INSTRUCTIONS TO FOLLOW. Lay out all of the material below as a JSON list of strings, one string per line with blank lines left out, and leave the pictures out of the list.

SUPPLIED RECORDS.
--- start ---
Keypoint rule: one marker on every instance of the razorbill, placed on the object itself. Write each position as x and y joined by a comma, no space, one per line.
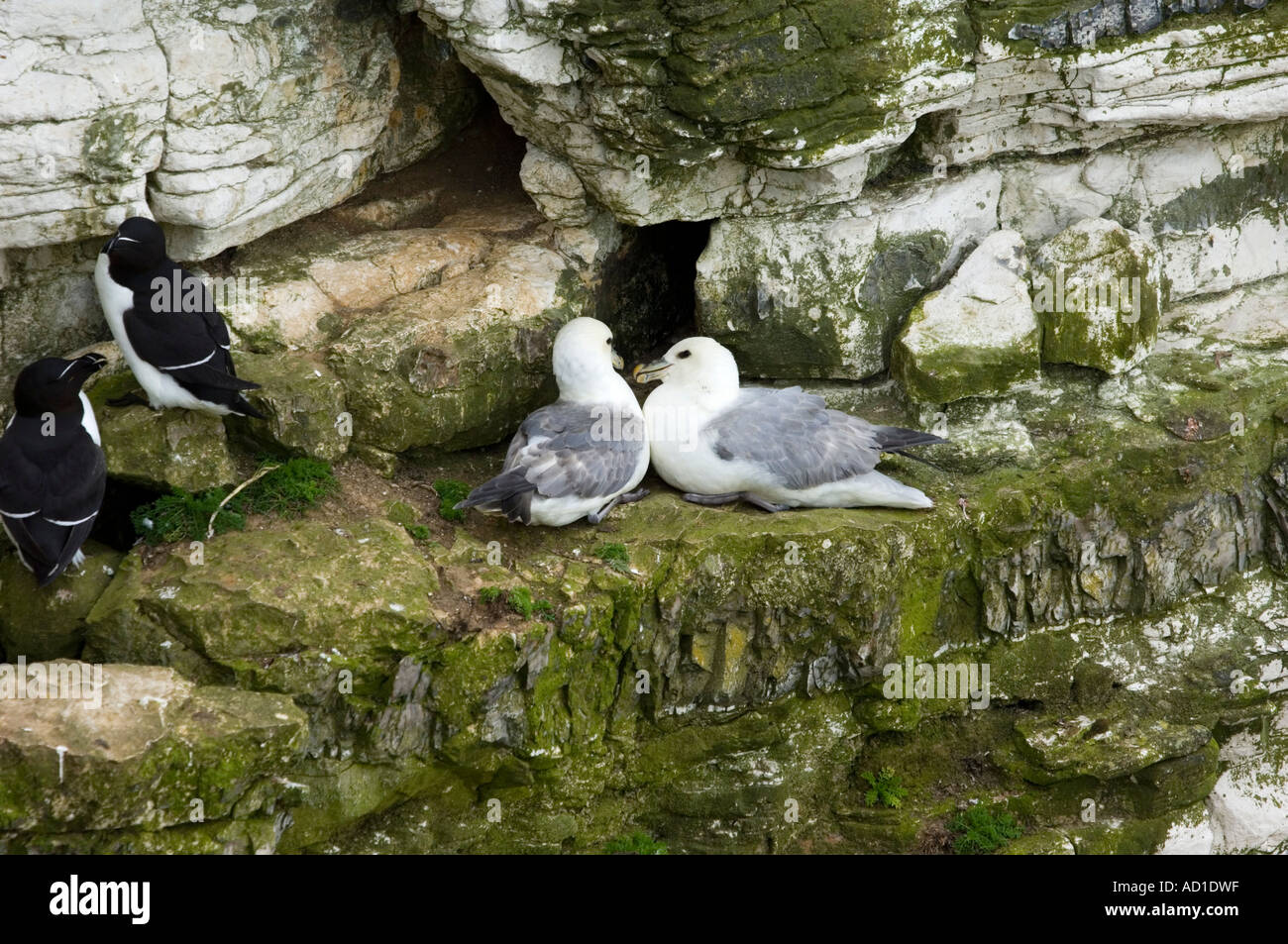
717,442
52,469
166,325
581,455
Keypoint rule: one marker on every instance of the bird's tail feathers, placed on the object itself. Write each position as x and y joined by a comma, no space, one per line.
896,438
509,493
243,406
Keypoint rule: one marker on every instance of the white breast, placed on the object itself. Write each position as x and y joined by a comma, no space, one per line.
89,421
162,389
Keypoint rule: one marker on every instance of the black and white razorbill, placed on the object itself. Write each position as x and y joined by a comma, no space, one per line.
52,469
166,325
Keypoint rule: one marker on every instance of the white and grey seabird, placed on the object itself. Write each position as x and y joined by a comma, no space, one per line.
719,442
166,325
52,469
581,455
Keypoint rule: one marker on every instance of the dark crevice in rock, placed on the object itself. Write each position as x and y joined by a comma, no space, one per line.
112,526
647,291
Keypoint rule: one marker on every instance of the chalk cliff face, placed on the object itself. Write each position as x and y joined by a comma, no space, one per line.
223,121
1056,233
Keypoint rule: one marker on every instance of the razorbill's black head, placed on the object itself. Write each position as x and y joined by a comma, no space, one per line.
53,385
137,246
52,469
166,325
--- end ---
SOLVED PROBLEM.
[
  "Keypoint rule: one marker on every instance of the razorbill, placed on the object itself. Write each position as x and y joined by a comma, no space, one per line.",
  "717,442",
  "52,469",
  "166,325",
  "581,455",
  "Keypoint rule: one marker on every instance of the bird's tail feathers, placed on the object itself. Write each position as x and y joined by a comma, no space, one per line.",
  "896,438",
  "509,493",
  "243,406",
  "Keypoint rule: one marker on every instance of the white breast, placed on the object itself. Write each position as x and y joined by a comma, no space, one per line.",
  "89,421",
  "162,389",
  "Keypoint rule: one marker on every instance of the black and white razorbill, placed on the object itself. Write each position as x and y joined by a comma, no space, one per line.",
  "52,469",
  "166,325",
  "Keypoint rule: one marker on every instance of the white and grey seabird, placed on the object itself. Write each position as x and y joined by a comma, no space, one per line.",
  "719,442",
  "166,325",
  "52,469",
  "581,455",
  "Keypoint rule: one marker on every instance of the dark crevice in rock, placed on the object itself. Write each position as x and y joined by a comma, no space, one per line.",
  "112,526",
  "647,291",
  "Keypoint rule: one marker on every instance of the chalk cliff face, placed on the object itself. Write each position as x and y joined by a comma, no space, one per line.",
  "223,121",
  "1056,233",
  "Keypoint rule: one marker on every instance of the razorbill's black head, placed on the object itself. Write each position as x and y joined by a comma, no space, one per line.",
  "53,385",
  "137,246",
  "52,469",
  "166,325"
]